→ **PAGE TEXT**:
—————
Travel soccer is officially over and I seriously can’t believe it. throughout the past, idk how long I’ve been doing this, years, this team has been my rock and my safe haven from basketball and school and all of my stress. The team I played for went through a lot of changes throughout the years, but they were good and healthy changes. I never thought that the team I last ended with would be my literal second family.
The group itself is super diverse, a bunch of girls come from a bunch of different towns and go to different schools. At first, it was pretty difficult to work with each other on the field, but eventually we started clicking and we were making magic!
I can seriously never thank this team and my coaches enough for what they have done for me, not only as a player, but as a person. I have grown as a player immensely because of this team and the set of coaches I had training me and I couldn’t be more proud of my result. One thing this team did for me was give me confidence, and confidence like no other. The coach was unconditionally supportive, although he was super aggressive and negative sometimes, hearing his constructive criticism shaped me into the player I am today. the team also gave me an overwhelming sense of confidence. On the field I received waves of positive comments and criticism and it eventually led to my confidence within the sport of soccer. I would step on the field and be determined to play hard and play strong for my team, because my team deserved it.
I seriously just can’t put it into words how thankful and appreciative I am for this team. there are so many more factors that go into my love for this team, but it’s currently 2am and I need to get some sleep.
Throughout my struggles through basketball and school in general, I would come to practice and one of these amazing girls would cheer me up. these girls were amazing, added so much joy into my life and made it 10X better! I have grown so close with so many of these girls and to think it was my last time playing with them makes me want to cry, but I already did that enough this weekend!
—————
→ **RECORDS SUPPLIED**:
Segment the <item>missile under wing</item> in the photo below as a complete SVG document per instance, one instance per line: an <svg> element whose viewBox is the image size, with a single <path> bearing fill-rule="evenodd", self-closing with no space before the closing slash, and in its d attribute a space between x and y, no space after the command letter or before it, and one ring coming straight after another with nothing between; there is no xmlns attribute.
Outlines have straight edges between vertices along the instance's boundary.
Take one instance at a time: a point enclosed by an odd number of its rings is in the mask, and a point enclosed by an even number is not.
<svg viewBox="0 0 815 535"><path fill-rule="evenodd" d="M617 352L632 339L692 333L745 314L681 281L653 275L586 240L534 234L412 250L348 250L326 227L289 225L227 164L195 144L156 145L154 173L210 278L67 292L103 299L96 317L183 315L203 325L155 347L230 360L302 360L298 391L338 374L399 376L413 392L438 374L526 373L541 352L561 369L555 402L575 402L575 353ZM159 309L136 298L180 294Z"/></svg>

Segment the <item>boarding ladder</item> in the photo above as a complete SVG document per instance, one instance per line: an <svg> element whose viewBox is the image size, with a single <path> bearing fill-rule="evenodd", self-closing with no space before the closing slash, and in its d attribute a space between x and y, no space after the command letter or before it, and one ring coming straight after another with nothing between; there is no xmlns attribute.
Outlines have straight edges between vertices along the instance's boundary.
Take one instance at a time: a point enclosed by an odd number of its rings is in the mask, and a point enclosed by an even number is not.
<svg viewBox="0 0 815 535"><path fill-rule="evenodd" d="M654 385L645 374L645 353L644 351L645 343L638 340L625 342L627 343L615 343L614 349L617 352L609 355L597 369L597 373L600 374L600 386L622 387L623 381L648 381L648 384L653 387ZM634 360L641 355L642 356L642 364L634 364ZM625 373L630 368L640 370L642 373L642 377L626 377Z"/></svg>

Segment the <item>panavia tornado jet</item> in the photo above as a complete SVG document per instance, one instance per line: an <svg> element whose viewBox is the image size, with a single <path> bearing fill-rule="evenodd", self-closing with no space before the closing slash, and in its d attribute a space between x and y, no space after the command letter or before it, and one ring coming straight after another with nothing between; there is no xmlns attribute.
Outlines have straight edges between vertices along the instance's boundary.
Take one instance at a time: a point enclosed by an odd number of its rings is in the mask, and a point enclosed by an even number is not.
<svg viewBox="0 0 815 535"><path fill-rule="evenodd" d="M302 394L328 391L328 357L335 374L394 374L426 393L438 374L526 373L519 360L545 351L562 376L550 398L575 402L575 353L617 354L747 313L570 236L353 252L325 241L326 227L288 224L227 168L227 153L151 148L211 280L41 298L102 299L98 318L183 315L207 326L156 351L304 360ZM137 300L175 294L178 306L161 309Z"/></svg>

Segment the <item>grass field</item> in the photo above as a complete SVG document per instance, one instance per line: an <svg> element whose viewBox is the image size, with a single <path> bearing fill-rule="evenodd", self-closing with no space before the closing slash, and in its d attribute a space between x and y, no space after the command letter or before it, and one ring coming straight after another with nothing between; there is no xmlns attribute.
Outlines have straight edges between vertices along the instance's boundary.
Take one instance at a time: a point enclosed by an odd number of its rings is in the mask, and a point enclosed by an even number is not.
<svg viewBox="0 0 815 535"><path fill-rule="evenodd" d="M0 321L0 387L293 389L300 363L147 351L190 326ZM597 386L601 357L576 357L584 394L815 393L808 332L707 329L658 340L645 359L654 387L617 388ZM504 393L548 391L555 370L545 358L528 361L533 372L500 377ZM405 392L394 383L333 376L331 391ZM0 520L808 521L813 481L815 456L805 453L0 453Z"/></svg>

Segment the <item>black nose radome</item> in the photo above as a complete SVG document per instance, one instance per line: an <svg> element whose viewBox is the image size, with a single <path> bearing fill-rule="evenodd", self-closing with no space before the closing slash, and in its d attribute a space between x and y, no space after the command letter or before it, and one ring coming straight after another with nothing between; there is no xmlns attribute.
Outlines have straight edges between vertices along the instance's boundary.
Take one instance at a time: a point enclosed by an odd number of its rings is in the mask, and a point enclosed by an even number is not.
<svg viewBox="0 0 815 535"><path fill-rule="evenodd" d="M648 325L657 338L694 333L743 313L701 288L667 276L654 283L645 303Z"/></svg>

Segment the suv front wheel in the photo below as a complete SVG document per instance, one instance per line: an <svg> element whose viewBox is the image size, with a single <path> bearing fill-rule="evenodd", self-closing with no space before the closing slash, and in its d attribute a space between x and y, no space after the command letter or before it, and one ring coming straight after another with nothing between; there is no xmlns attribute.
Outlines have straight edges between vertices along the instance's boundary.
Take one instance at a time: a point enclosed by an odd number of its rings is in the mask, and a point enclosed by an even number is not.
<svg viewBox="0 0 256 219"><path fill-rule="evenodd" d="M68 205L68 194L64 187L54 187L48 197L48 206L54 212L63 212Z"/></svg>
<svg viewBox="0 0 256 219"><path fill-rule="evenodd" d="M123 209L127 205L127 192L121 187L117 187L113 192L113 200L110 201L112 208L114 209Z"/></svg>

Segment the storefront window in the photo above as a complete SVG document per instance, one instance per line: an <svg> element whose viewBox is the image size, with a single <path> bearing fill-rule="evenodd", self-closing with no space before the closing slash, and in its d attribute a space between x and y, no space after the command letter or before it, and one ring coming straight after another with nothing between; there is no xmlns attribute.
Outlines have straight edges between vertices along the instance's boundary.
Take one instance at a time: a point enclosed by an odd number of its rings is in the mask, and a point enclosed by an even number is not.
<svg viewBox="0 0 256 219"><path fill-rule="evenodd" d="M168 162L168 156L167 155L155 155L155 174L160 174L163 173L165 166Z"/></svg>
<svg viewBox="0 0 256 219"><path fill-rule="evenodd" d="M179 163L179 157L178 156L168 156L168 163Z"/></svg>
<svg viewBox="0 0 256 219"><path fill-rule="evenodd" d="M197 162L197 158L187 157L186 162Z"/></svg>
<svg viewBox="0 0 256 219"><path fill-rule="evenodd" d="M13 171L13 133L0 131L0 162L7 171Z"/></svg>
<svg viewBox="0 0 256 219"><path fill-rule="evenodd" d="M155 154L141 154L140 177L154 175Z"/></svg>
—————
→ **WHAT IS ASKED**:
**1.** In the post about the end of travel soccer, what time does the writer say it currently is?
**2.** Copy the travel soccer post word for word from "Travel soccer is" to "were making magic!".
**3.** Extend the post about the end of travel soccer, starting after its last sentence.

→ **OUTPUTS**:
**1.** It is currently 2am.

**2.**
Travel soccer is officially over and I seriously can’t believe it. throughout the past, idk how long I’ve been doing this, years, this team has been my rock and my safe haven from basketball and school and all of my stress. The team I played for went through a lot of changes throughout the years, but they were good and healthy changes. I never thought that the team I last ended with would be my literal second family.
The group itself is super diverse, a bunch of girls come from a bunch of different towns and go to different schools. At first, it was pretty difficult to work with each other on the field, but eventually we started clicking and we were making magic!

**3.**
to the best team a girl could ever ask for, thank you!
I remember when Elsa was in kindergarten playing soccer and I looked over at her on the field and saw her not paying attention and instead doing cartwheels. I turned to Jason and said, “maybe soccer isn’t going to be her thing”. Fast forward 12 years later and I am watching her be a beast on the soccer field including elbowing a girl during her last game and getting a yellow card (for the record I do not indorse that!)
Elsa did not want to play travel soccer. She wasn’t sure she wanted this to be her only sport as she enjoyed playing basketball and softball at the time (and maybe gymnastics and swim team too!) But when her rec team was no longer, we happened to stumble upon a local travel team in our town. This was the perfect fit for her as it allowed her to do multiple sports and yet compete more competitively than rec soccer.
I don’t think either of us would have imagined that the girls she was playing with would become such dear friends - many of which do not go to her high school. And I don’t think we would have imagined all of the tears that we would have cried watching them all take the field together for the last time this past weekend.
These girls stayed in hotels together, laughed and cried together, got yelled at from their coach together, never gave up together - no wonder there were so many tears.
And us parents? Well we had a blast too - complaining about the coach together (just sometimes lol), hanging out in the hotel lobby together at tournaments, bringing snacks for the girls and wine for ourselves, carpooling, cheering for each other’s daughter and even switching clubs this past year to keep them all together with their coach. This truly was an amazing group of girls and parents.
As Elsa continues to have more and more of “lasts” in her senior year, these will be the moments we cherish. And don’t worry if your little one is doing cartwheels on the soccer field...you never know what can happen (although I do recall Elsa saying once that she wishes we would have put her in competitive cheer :)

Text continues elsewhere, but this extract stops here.